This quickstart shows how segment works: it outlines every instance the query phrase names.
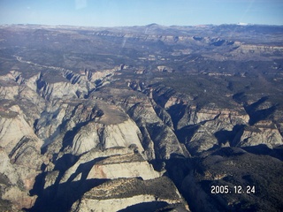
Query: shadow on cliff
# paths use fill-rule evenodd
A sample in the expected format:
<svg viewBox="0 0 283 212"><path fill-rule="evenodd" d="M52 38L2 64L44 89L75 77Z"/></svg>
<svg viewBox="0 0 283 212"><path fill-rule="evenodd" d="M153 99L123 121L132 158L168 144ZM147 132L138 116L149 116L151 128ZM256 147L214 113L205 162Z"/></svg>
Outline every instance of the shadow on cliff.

________________

Put the lines above into a numbered list, omitting any blank lines and leaving out the pictures.

» **RESULT OF THE TASK**
1. This quickstart shows how segment works: it outlines every instance the query phrase names.
2. Query: shadow on cliff
3. # paths use fill-rule evenodd
4. A sample in the expected format:
5. <svg viewBox="0 0 283 212"><path fill-rule="evenodd" d="M52 38L2 64L44 89L75 77Z"/></svg>
6. <svg viewBox="0 0 283 212"><path fill-rule="evenodd" d="M153 99L123 121L132 158L168 144ZM147 132L138 116L149 116L151 128ZM256 147L214 113L205 162Z"/></svg>
7. Outline every instance of the shadow on cliff.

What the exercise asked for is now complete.